= OBJECTIVE =
Quote every one of the records below word for word, and leave the pictures out of your answer.

:: EXTRACTED INFORMATION

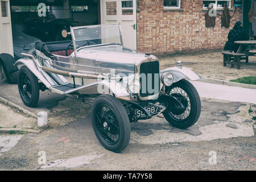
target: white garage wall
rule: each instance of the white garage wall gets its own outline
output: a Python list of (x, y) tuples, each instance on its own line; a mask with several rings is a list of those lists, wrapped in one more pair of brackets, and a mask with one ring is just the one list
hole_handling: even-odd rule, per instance
[(7, 15), (2, 16), (2, 7), (0, 3), (0, 53), (7, 53), (13, 56), (13, 35), (11, 32), (10, 1), (1, 0), (7, 2)]

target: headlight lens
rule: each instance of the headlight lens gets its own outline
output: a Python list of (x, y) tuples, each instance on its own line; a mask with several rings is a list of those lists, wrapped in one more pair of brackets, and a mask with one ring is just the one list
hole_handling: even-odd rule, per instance
[(161, 81), (163, 84), (170, 86), (174, 82), (174, 76), (171, 73), (164, 73), (161, 77)]
[(141, 82), (139, 80), (134, 78), (127, 85), (127, 89), (129, 93), (138, 93), (141, 89)]

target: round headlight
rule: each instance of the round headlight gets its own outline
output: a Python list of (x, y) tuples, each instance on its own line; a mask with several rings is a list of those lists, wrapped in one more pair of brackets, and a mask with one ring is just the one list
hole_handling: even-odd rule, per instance
[(174, 82), (174, 76), (171, 73), (164, 73), (161, 77), (161, 81), (164, 85), (170, 86)]
[(127, 89), (129, 93), (138, 93), (141, 89), (141, 82), (138, 79), (133, 79), (127, 85)]

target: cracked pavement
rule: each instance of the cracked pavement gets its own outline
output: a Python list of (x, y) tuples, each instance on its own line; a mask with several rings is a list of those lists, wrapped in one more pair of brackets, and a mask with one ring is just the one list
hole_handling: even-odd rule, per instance
[[(43, 93), (39, 106), (28, 109), (34, 113), (46, 111), (49, 127), (39, 134), (0, 134), (0, 170), (255, 170), (253, 98), (252, 104), (241, 102), (237, 97), (219, 98), (225, 93), (212, 98), (197, 84), (202, 111), (195, 125), (180, 130), (158, 117), (131, 123), (130, 144), (118, 154), (106, 150), (95, 136), (89, 117), (92, 98), (82, 103), (75, 98)], [(240, 88), (230, 89), (240, 94)], [(13, 96), (2, 96), (20, 104), (19, 97)], [(28, 122), (29, 118), (0, 106), (5, 121), (19, 118), (19, 123)], [(9, 112), (13, 118), (6, 117)], [(46, 154), (45, 164), (39, 163), (42, 151)], [(208, 162), (210, 151), (216, 152), (217, 164)]]

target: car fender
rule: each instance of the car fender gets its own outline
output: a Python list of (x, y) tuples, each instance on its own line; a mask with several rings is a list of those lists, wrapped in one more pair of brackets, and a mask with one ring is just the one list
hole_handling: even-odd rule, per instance
[(0, 64), (2, 65), (6, 77), (9, 83), (16, 82), (15, 78), (13, 77), (12, 74), (18, 71), (17, 67), (14, 65), (15, 60), (9, 53), (0, 53)]
[(47, 88), (57, 85), (48, 74), (36, 65), (33, 60), (30, 58), (20, 59), (16, 61), (14, 65), (17, 65), (19, 69), (23, 65), (27, 67)]
[(164, 69), (160, 72), (160, 76), (164, 73), (170, 72), (174, 76), (174, 82), (188, 78), (192, 81), (201, 79), (199, 75), (195, 73), (191, 69), (186, 67), (171, 67)]
[(115, 80), (101, 80), (69, 90), (69, 93), (77, 92), (81, 94), (110, 94), (117, 97), (129, 96), (126, 89), (119, 82)]

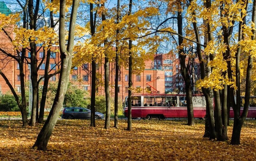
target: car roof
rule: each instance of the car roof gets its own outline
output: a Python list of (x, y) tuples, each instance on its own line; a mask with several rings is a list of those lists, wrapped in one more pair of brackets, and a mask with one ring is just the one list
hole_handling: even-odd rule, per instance
[(84, 107), (65, 107), (64, 109), (86, 109), (87, 110), (89, 110), (90, 111), (90, 110), (89, 110), (88, 109), (87, 109), (86, 108), (85, 108)]

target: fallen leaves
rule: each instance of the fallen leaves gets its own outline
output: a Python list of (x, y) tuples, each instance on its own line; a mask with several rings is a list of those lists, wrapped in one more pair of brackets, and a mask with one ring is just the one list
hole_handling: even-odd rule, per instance
[[(246, 120), (241, 144), (209, 141), (202, 137), (204, 122), (196, 126), (186, 120), (136, 120), (132, 131), (119, 128), (106, 130), (104, 120), (96, 128), (88, 120), (58, 120), (46, 151), (31, 148), (42, 124), (21, 127), (19, 120), (0, 121), (0, 160), (252, 160), (256, 157), (256, 121)], [(113, 121), (111, 122), (113, 125)], [(228, 127), (231, 137), (232, 125)], [(4, 134), (5, 134), (5, 135)]]

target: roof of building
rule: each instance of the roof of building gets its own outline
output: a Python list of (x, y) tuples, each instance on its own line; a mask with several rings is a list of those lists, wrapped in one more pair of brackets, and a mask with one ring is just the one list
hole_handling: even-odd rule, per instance
[(11, 10), (7, 7), (4, 2), (0, 1), (0, 13), (6, 16), (9, 16), (11, 12)]

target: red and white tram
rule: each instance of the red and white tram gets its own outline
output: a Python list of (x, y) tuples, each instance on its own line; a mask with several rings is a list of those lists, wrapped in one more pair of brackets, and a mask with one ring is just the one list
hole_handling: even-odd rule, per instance
[[(128, 97), (125, 98), (124, 112), (127, 116)], [(206, 112), (205, 99), (201, 95), (193, 97), (195, 117), (203, 118)], [(244, 98), (242, 97), (241, 104)], [(241, 111), (243, 108), (241, 106)], [(251, 97), (247, 117), (256, 118), (256, 97)], [(234, 112), (230, 108), (231, 118), (234, 117)], [(132, 117), (146, 119), (151, 118), (164, 119), (169, 117), (187, 117), (187, 112), (186, 96), (181, 95), (154, 95), (133, 96), (132, 100)]]

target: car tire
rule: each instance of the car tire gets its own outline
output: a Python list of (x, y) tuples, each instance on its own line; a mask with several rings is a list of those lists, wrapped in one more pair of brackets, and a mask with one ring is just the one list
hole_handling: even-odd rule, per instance
[(148, 120), (150, 119), (150, 115), (147, 115), (145, 117), (144, 117), (144, 120)]
[(164, 117), (164, 116), (163, 114), (160, 114), (158, 116), (158, 118), (159, 120), (165, 120), (165, 117)]
[(74, 116), (72, 115), (69, 115), (66, 117), (67, 119), (74, 119)]

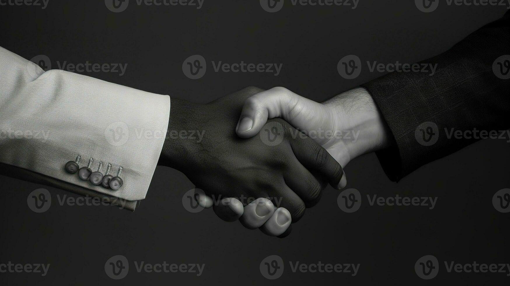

::::

= EXERCISE RESULT =
target: white garage wall
rule: each instance of the white garage wall gets its own outline
output: a Python list of (x, y) tuples, each instance on its own line; a mask with several rings is a list of those lists, wrapped in one more pair of brackets, and a mask with one ring is just the one list
hole_handling: even-odd rule, per instance
[(7, 15), (2, 16), (2, 7), (0, 3), (0, 53), (7, 53), (13, 56), (13, 35), (11, 32), (10, 1), (1, 0), (7, 2)]

target: headlight lens
rule: each instance of the headlight lens gets its own outline
output: a Python list of (x, y) tuples, each instance on its own line; a mask with several rings is a list of those lists, wrapped in one more pair of brackets, and a mask with one ring is just the one list
hole_handling: even-odd rule, per instance
[(161, 81), (163, 84), (170, 86), (174, 82), (174, 76), (171, 73), (164, 73), (161, 77)]
[(141, 82), (139, 80), (134, 78), (127, 85), (127, 89), (129, 93), (138, 93), (141, 89)]

target: round headlight
rule: each instance of the round headlight gets its own outline
output: a Python list of (x, y) tuples, each instance on its own line; a mask with several rings is a list of those lists, wrapped in one more pair of brackets, and a mask with one ring is just the one list
hole_handling: even-odd rule, per instance
[(174, 82), (174, 76), (171, 73), (164, 73), (161, 77), (161, 81), (164, 85), (170, 86)]
[(127, 89), (129, 93), (138, 93), (141, 89), (141, 82), (138, 79), (133, 79), (127, 85)]

target: cracked pavement
rule: each instance of the cracked pavement gets its own outline
output: a Python list of (x, y) tuples, each instance on its own line; a mask with several rings is a list of those lists, wrapped in one more pair of brackets, and a mask with one ring is just the one list
hole_handling: even-odd rule, per instance
[[(43, 93), (39, 106), (28, 109), (34, 113), (46, 111), (49, 127), (39, 134), (0, 134), (0, 170), (255, 170), (253, 98), (252, 104), (241, 102), (237, 97), (219, 98), (225, 93), (212, 98), (197, 84), (202, 111), (195, 125), (180, 130), (158, 117), (131, 123), (130, 144), (118, 154), (106, 150), (95, 136), (89, 117), (92, 98), (82, 103), (75, 98)], [(240, 88), (230, 89), (240, 94)], [(13, 96), (2, 96), (20, 104), (19, 97)], [(28, 122), (29, 118), (0, 106), (5, 121), (19, 118), (19, 123)], [(9, 112), (13, 118), (6, 117)], [(46, 154), (45, 164), (39, 163), (42, 151)], [(208, 162), (210, 151), (216, 152), (217, 164)]]

target: car fender
rule: each instance of the car fender gets its own outline
output: a Python list of (x, y) tuples, each instance on its own line; a mask with several rings is a list of those lists, wrapped in one more pair of brackets, and a mask with one ring is just the one list
hole_handling: even-odd rule, per instance
[(0, 64), (2, 65), (6, 77), (9, 83), (16, 82), (15, 78), (13, 77), (12, 74), (18, 71), (17, 67), (14, 65), (15, 60), (9, 53), (0, 53)]
[(47, 88), (57, 85), (48, 74), (36, 65), (33, 60), (30, 58), (20, 59), (16, 61), (14, 65), (17, 65), (19, 69), (23, 65), (27, 67)]
[(164, 69), (160, 72), (160, 76), (164, 73), (170, 72), (174, 76), (174, 82), (188, 78), (192, 81), (201, 79), (199, 75), (195, 73), (191, 69), (186, 67), (171, 67)]
[(115, 80), (101, 80), (69, 90), (69, 93), (77, 92), (81, 94), (110, 94), (117, 97), (129, 96), (126, 89), (119, 82)]

target: car roof
rule: each instance of the car roof gets its own outline
output: a Python list of (x, y) tuples, each instance on its own line; a mask with several rings is a list of those lists, wrapped in one more pair of brackets, and a mask with one ring is just the one list
hole_handling: even-odd rule, per instance
[(84, 107), (65, 107), (64, 109), (86, 109), (87, 110), (89, 110), (90, 111), (90, 110), (89, 110), (88, 109), (87, 109), (86, 108), (85, 108)]

target: fallen leaves
rule: each instance of the fallen leaves gets its own outline
output: a Python list of (x, y) tuples, each instance on its own line; a mask with several rings is a list of those lists, wrapped in one more pair of brackets, and a mask with one ring is just the one list
hole_handling: even-odd rule, per instance
[[(246, 120), (241, 144), (209, 141), (202, 137), (204, 122), (196, 126), (186, 120), (136, 120), (132, 131), (119, 128), (106, 130), (104, 120), (96, 128), (88, 120), (58, 120), (46, 151), (31, 148), (42, 124), (21, 127), (19, 120), (0, 121), (0, 160), (252, 160), (256, 157), (256, 121)], [(113, 121), (111, 122), (113, 125)], [(228, 127), (231, 137), (232, 125)], [(4, 134), (5, 134), (5, 135)]]

target: roof of building
rule: each instance of the roof of building gets its own outline
output: a Python list of (x, y) tuples, each instance on its own line; a mask with several rings is a list of those lists, wrapped in one more pair of brackets, and a mask with one ring is just the one list
hole_handling: even-odd rule, per instance
[(11, 10), (7, 7), (4, 2), (0, 1), (0, 13), (6, 16), (9, 16), (11, 12)]

target: red and white tram
rule: each instance of the red and white tram gets its own outline
output: a Python list of (x, y) tuples, each instance on its own line; a mask with several rings is a list of those lists, wrapped in one more pair of brackets, and a mask with one ring is just the one list
hole_handling: even-odd rule, per instance
[[(128, 97), (125, 98), (124, 112), (127, 116)], [(206, 112), (205, 99), (201, 95), (193, 97), (195, 117), (203, 118)], [(244, 98), (242, 97), (241, 104)], [(241, 111), (243, 108), (241, 106)], [(251, 97), (247, 117), (256, 118), (256, 97)], [(234, 112), (230, 108), (231, 118), (234, 117)], [(132, 117), (146, 119), (151, 118), (164, 119), (169, 117), (187, 117), (187, 112), (186, 96), (181, 95), (154, 95), (133, 96), (132, 100)]]

target: car tire
rule: each instance of the car tire gets its own outline
output: a Python list of (x, y) tuples, each instance on its own line; a mask with several rings is a list of those lists, wrapped in one more pair of brackets, and a mask with one ring is just the one list
hole_handling: even-odd rule, per instance
[(148, 120), (150, 119), (150, 115), (147, 115), (145, 117), (144, 117), (144, 120)]
[(164, 117), (164, 116), (163, 114), (160, 114), (158, 116), (158, 118), (159, 120), (165, 120), (165, 117)]
[(74, 116), (72, 115), (69, 115), (66, 117), (67, 119), (74, 119)]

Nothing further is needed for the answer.